## Exercise brief
Would you restate the entries below word for word, starting at the first line and ending with the one that has "[pin] dark green"?

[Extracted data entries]
########

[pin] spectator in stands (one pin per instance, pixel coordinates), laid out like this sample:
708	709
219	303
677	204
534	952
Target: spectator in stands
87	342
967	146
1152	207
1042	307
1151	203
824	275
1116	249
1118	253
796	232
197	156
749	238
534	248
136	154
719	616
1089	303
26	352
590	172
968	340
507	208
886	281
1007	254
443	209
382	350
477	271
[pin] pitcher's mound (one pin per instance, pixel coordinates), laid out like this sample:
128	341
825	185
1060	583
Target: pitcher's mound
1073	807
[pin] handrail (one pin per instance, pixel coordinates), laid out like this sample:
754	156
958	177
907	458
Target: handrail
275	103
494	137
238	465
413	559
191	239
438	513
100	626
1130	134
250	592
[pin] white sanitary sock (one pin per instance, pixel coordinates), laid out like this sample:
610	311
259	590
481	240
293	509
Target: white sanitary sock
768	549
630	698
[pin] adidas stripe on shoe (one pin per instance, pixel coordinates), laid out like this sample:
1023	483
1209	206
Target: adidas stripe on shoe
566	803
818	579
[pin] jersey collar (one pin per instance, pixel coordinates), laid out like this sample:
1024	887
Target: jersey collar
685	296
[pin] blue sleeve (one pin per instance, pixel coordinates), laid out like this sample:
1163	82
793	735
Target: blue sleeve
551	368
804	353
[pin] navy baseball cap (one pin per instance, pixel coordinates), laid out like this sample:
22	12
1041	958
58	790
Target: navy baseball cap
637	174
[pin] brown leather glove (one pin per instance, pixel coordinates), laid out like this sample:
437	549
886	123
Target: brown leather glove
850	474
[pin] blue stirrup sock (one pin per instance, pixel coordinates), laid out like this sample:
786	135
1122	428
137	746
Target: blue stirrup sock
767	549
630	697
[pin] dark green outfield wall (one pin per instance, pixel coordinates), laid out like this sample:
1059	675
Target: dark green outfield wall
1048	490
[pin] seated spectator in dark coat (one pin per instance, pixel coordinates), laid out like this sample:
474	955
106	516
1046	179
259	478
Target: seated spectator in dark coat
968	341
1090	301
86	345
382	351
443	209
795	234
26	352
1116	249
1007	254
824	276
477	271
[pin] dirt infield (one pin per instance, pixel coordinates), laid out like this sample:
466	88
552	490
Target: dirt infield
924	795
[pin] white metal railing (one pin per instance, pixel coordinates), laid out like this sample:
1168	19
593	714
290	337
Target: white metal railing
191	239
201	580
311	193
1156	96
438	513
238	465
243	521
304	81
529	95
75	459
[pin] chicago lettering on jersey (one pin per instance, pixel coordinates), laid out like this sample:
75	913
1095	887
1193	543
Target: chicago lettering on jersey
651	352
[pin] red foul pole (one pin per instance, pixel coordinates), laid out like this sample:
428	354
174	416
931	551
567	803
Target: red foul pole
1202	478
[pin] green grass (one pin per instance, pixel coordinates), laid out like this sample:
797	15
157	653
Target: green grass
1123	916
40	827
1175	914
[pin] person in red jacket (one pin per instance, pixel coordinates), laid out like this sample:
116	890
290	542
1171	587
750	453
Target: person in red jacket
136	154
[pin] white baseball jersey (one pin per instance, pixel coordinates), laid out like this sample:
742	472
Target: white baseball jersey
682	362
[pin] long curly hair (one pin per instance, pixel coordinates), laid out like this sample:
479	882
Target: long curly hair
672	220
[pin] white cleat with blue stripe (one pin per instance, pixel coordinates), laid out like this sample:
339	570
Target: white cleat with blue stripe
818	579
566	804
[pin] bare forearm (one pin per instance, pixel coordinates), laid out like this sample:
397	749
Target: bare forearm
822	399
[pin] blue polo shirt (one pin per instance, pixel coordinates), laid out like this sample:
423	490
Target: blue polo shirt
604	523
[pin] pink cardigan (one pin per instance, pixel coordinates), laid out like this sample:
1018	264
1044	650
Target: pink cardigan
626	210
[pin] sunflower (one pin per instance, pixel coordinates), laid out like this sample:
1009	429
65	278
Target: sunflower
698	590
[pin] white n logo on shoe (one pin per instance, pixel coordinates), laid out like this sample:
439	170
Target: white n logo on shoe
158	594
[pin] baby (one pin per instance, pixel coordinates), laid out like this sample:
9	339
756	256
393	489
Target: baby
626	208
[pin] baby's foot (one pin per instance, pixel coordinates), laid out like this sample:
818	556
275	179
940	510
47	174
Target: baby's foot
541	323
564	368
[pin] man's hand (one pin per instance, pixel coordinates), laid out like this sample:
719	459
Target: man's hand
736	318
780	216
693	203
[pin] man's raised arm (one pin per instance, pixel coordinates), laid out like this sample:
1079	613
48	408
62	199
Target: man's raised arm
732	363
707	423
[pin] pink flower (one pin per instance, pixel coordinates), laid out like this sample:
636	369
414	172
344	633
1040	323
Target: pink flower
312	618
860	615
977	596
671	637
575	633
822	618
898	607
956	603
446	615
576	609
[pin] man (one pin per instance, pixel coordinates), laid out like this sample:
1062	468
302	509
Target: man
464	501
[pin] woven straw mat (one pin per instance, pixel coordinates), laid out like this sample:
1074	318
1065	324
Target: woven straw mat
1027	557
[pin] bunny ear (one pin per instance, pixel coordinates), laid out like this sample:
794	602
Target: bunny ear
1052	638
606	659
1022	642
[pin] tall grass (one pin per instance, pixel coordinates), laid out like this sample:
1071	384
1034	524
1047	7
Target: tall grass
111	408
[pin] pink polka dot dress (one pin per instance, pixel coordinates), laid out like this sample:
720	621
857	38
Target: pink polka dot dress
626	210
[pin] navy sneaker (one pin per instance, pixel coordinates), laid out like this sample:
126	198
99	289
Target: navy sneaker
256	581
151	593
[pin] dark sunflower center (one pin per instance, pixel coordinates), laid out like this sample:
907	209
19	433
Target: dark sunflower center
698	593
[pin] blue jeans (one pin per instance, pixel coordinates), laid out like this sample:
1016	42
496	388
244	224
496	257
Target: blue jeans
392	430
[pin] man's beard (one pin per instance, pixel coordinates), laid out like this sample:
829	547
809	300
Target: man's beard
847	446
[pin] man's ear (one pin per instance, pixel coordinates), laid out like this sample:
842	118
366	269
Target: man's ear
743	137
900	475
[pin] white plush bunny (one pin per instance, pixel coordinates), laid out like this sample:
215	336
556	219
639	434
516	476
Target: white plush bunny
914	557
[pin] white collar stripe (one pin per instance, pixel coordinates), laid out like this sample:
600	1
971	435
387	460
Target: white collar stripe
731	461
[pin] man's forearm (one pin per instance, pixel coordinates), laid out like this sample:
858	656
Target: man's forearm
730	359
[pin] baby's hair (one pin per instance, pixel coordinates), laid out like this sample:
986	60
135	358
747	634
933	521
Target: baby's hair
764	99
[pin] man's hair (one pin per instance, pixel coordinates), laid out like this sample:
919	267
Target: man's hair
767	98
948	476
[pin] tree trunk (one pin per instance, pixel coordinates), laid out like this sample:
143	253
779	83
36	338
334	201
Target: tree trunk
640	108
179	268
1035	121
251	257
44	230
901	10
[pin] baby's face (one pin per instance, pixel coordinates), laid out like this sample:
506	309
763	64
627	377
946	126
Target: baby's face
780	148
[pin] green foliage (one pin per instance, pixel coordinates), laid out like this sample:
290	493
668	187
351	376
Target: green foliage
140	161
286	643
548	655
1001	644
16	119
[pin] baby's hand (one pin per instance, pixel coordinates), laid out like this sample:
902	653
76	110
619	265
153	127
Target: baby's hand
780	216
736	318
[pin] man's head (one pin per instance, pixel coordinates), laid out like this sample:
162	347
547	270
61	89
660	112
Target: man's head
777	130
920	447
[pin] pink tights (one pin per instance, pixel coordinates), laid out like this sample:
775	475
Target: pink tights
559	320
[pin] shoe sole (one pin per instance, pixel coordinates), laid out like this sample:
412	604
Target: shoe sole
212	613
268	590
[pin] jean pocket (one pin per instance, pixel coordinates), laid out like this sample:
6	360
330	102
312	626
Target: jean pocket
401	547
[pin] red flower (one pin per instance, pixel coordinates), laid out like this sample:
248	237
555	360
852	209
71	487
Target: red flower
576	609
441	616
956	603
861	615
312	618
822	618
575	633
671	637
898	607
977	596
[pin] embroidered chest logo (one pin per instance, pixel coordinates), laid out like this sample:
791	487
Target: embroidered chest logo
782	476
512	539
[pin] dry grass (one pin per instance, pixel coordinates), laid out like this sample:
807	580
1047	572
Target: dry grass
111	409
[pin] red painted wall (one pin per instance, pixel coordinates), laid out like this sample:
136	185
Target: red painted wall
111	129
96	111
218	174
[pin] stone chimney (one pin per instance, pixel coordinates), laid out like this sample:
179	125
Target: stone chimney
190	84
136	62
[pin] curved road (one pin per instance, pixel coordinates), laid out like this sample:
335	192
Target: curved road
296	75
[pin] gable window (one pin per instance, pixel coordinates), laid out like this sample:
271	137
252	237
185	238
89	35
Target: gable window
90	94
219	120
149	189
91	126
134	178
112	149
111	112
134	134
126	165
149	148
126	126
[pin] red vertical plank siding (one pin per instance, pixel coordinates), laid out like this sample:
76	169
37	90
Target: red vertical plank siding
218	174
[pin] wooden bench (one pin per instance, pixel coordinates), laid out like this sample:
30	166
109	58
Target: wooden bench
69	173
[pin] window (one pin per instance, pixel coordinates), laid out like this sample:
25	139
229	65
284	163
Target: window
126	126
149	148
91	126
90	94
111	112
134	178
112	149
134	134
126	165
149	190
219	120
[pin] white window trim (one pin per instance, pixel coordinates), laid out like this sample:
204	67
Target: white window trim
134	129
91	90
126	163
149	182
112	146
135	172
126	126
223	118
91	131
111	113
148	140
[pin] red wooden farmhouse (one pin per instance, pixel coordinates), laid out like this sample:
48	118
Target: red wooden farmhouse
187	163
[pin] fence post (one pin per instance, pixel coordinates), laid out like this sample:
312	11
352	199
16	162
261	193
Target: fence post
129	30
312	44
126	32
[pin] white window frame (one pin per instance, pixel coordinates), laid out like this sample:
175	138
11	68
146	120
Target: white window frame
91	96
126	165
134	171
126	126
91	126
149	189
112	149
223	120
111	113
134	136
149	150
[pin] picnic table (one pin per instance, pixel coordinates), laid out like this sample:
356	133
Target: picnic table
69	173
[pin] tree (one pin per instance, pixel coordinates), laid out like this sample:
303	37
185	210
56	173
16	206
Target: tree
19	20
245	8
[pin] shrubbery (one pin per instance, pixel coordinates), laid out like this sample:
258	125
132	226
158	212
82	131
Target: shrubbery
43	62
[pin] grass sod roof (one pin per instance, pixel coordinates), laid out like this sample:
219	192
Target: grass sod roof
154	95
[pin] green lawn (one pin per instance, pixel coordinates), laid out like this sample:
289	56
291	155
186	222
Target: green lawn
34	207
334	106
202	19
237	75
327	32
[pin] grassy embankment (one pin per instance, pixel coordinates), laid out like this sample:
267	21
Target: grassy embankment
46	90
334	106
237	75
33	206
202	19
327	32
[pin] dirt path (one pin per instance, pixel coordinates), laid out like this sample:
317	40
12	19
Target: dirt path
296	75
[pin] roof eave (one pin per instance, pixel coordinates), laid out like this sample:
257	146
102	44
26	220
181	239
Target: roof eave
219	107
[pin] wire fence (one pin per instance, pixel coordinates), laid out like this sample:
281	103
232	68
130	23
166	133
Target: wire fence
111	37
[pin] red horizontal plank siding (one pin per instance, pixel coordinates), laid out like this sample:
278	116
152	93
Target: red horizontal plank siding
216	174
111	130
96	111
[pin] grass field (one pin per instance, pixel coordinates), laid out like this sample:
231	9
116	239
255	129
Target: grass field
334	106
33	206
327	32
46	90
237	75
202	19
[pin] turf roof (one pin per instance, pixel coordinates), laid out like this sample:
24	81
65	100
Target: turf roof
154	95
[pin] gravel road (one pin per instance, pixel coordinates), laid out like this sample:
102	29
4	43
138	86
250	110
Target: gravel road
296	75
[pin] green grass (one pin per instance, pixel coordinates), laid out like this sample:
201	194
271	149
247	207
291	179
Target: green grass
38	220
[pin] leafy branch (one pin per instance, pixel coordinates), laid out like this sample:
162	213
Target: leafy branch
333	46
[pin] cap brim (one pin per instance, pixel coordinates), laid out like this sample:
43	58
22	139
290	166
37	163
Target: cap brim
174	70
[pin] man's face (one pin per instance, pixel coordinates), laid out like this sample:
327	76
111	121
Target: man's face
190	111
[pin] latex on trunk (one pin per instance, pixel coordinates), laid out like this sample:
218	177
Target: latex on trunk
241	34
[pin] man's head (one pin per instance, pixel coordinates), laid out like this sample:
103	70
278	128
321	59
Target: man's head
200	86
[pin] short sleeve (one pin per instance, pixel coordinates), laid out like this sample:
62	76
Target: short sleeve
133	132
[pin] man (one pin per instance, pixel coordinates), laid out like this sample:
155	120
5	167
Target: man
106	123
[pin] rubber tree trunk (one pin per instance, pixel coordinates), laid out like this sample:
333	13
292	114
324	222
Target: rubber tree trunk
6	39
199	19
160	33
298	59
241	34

########

## Answer below
[pin] spectator in stands (one pin per instance, pixel coordinates), laid out like this sample:
708	709
219	303
677	204
534	952
Target: spectator in stands
87	342
967	146
1152	207
1042	307
1151	203
824	275
1116	249
1118	253
796	232
197	156
749	238
534	248
136	154
719	616
1089	303
26	352
590	172
968	340
507	208
886	281
1007	254
443	209
382	350
477	271
[pin] pitcher's mound (one pin per instance, pixel coordinates), laid out like this sample:
128	341
825	185
1060	583
Target: pitcher's mound
1073	807
[pin] handrail (one pin per instance, pixel coordinates), laid out like this sample:
754	156
958	177
907	458
Target: handrail
275	103
494	137
238	465
413	559
191	239
438	513
100	626
1130	134
250	592
[pin] white sanitary sock (one pin per instance, pixel coordinates), laid out like this sample:
610	311
259	590
481	240
293	509
Target: white sanitary sock
768	549
630	698
[pin] adidas stripe on shoe (one pin per instance, pixel coordinates), laid out like this sample:
1023	483
1209	206
Target: adidas stripe on shoe
566	803
818	579
[pin] jersey collar (one pin per instance, pixel coordinates), laid out like this sample:
1024	887
Target: jersey collar
685	296
[pin] blue sleeve (one pin per instance, pixel coordinates), laid out like this sample:
1163	82
793	735
Target: blue sleeve
551	368
804	353
[pin] navy baseball cap (one pin per instance, pixel coordinates), laid out like this sample:
22	12
1041	958
58	790
Target: navy baseball cap
637	174
[pin] brown leather glove (one pin per instance, pixel coordinates), laid out like this sample:
437	549
886	123
Target: brown leather glove
850	474
[pin] blue stirrup sock (one pin per instance, pixel coordinates), laid out like this sample:
786	135
1122	428
137	746
Target: blue stirrup sock
767	549
630	697
[pin] dark green outfield wall (one pin per instance, pixel coordinates), laid out like this sample:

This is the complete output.